* [Problem to solve]:
Print out the data that follows exactly, character for character, apart from the pictures.

=== Begin Enclosure ===

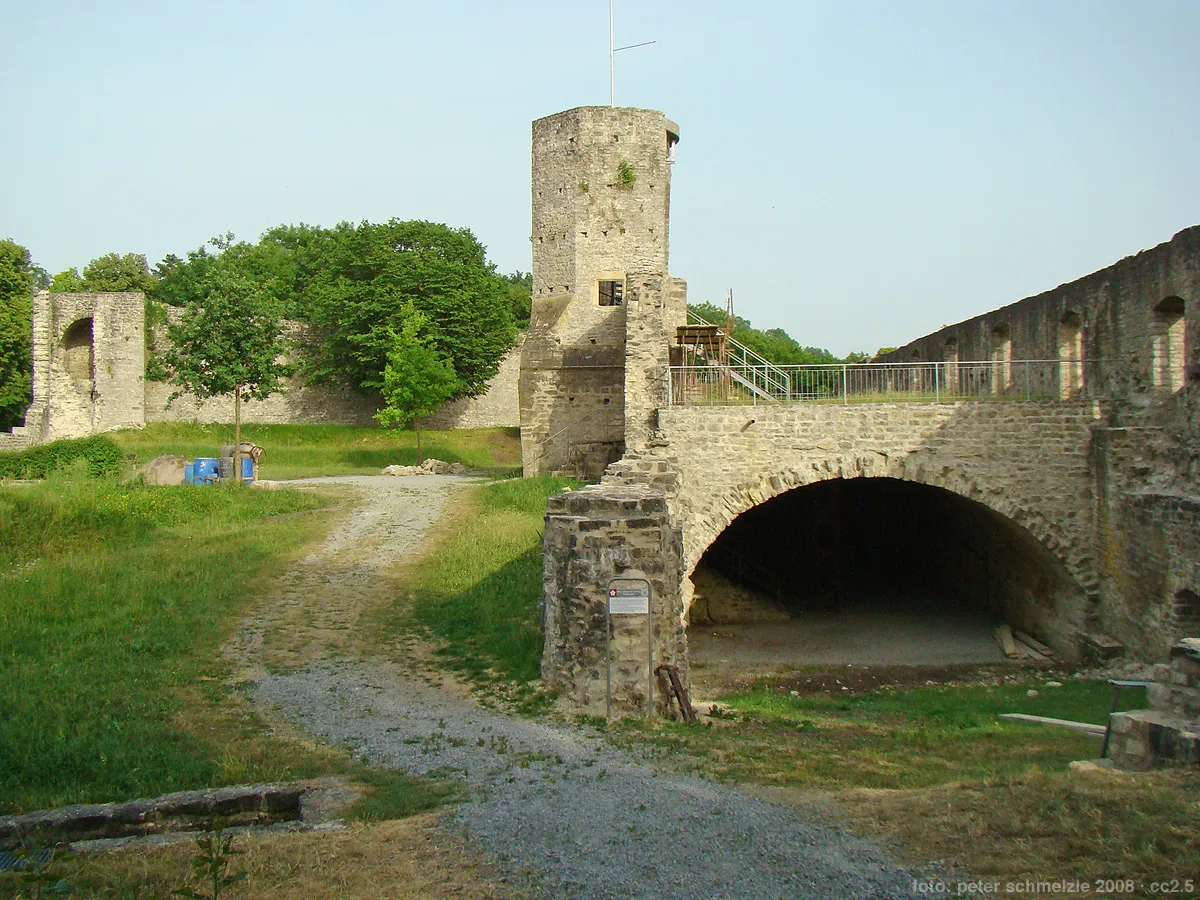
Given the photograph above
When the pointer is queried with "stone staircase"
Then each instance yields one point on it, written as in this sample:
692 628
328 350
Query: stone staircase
1168 732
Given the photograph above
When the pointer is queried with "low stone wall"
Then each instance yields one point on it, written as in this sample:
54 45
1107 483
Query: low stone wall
298 403
593 535
498 407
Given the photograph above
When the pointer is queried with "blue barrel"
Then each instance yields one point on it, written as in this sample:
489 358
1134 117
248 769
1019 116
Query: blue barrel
205 471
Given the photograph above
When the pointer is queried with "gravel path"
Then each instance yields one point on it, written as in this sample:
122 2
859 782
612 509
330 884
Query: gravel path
569 814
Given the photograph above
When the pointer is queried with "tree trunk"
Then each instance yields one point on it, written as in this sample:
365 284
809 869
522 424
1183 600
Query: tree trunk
237 435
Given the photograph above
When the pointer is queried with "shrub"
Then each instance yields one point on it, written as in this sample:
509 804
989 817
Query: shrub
102 456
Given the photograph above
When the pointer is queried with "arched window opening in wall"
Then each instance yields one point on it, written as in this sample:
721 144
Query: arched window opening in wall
951 365
892 573
1001 359
79 351
1071 355
611 293
1186 615
1168 345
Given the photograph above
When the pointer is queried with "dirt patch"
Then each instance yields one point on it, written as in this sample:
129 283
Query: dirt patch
316 610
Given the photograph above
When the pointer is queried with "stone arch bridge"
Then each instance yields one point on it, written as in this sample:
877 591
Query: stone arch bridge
1024 468
1045 466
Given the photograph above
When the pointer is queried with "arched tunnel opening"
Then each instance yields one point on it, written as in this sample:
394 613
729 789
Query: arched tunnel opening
871 571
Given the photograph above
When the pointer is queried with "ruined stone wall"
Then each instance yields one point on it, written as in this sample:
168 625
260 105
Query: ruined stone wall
593 535
99 384
1137 325
89 361
600 193
1029 462
1123 315
497 407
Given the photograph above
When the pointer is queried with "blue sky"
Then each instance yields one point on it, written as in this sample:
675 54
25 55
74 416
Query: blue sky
859 173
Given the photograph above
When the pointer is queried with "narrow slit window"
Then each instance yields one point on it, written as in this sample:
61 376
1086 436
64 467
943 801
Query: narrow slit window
612 293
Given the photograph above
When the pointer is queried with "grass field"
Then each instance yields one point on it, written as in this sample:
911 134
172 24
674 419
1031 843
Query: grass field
310 450
113 603
479 593
934 771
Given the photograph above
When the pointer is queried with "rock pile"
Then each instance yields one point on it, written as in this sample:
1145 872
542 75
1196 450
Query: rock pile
430 467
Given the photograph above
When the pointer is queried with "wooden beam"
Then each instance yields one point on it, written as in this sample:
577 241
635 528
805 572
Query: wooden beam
1098 730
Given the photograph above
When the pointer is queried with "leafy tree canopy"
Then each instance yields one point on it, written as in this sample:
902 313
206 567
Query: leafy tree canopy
17 279
69 281
369 274
114 271
774 345
353 283
111 271
418 378
228 341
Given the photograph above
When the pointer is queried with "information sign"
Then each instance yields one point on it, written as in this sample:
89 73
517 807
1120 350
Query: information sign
634 600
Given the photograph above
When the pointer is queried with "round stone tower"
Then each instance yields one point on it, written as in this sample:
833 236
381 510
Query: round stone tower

=== End Enclosure ===

* [Worked solution]:
Given the photograph above
When the pointer is queried with "stone staircase"
Then each instance yields one point on it, written as in this sample:
692 628
328 350
Query: stone staircase
1168 732
Given the photograph above
When the pointer is queried with "low stone wall"
Then each instance yields one point on it, written as in this sample:
54 45
1107 483
Query: low stone wall
298 403
593 535
498 407
Given the photograph above
When the pointer is queried with "blue barrel"
Then each instance yields one point on it, written as in this sample:
489 358
1134 117
248 769
1019 116
Query: blue barrel
205 471
Given the photograph above
When the pointer is queried with "gravel path"
Then each instance yields one point on it, written as in this sample:
122 2
859 782
612 509
330 884
Query: gravel path
569 814
Given the photograph above
When the pointer is queried with "tree trunk"
Then each instance yields one point on it, written as in this sample:
365 284
809 869
522 424
1183 600
Query: tree trunk
237 435
Given the photograph above
When the pointer is queried with "shrub"
Then each instance yields one point on it, written as in this sample:
509 804
989 817
Query: shrub
102 456
Given the photograph above
When the pointer is queried with "arched window opening in wall"
Then each instance yields one point on it, written as in this sample:
721 144
Query: arched window opening in wall
951 365
892 573
1001 359
79 351
1071 355
611 293
1186 615
1168 345
Given the photograph above
When the pointer is queried with "dirt patch"
Then each instance yields one point on it, written as in this sample:
129 283
Query: dirt patch
316 610
Given the photograph above
When the pointer is queried with "stone arch bridge"
Then each instance yields one point on it, written as in this sample:
877 591
Query: stone arch bridge
1024 468
1045 466
Given the photograph above
When the pointer is queried with "arched tunnel opening"
Then each instance yields one point on it, written as in this sample:
394 613
729 789
Query: arched tunnel opening
871 571
Given the photograph above
When the pointer is queried with "ruined stone wall"
Then each instance yields one point on it, written as in this sample:
168 625
260 105
Query: ruined stone wall
593 535
99 384
1137 325
89 361
600 193
1029 462
1123 315
497 407
Given the photograph above
When the pointer is queried with "blue sky"
Then each instance yields one point on it, written as in this sample:
675 54
25 55
74 416
Query: blue sky
859 173
Given the photograph above
When the pointer is queried with "narrow slit window"
Then each instance yields one point on it, written as in this sample:
61 376
1086 436
64 467
943 801
Query: narrow slit window
612 293
Given the photograph above
When the pointer is queried with "grass field"
Then each instance yields one point on it, written as in this sample:
911 134
172 24
674 419
1031 843
Query: grass field
310 450
113 603
479 593
934 771
Given the photograph above
When the pointer is queried with "rock pile"
Then each instance yields one point on it, written as in this sample:
1145 872
542 75
1196 450
Query: rock pile
430 467
Given the photograph above
When the pointer is queried with "wooden beam"
Then each instance yields one point on it, written as in this sample:
577 241
635 528
805 572
Query: wooden beam
1098 730
Given the photograph above
When the pointer is queried with "leafy tree canopy"
Then each instance yields one point on it, written as in this sample:
902 313
206 567
Query: leafy tree canopy
17 279
69 281
369 274
114 271
774 345
353 283
111 271
418 378
228 341
Given the photograph above
When the pointer is queried with "information sign"
Then each instance yields one point on it, written as in this sample:
89 73
517 807
1120 350
Query: information sign
634 600
Given the photograph above
When the pointer is queried with "round stone tower"
Then each instance yields one point on it, written as in this sample:
833 236
381 510
Query: round stone tower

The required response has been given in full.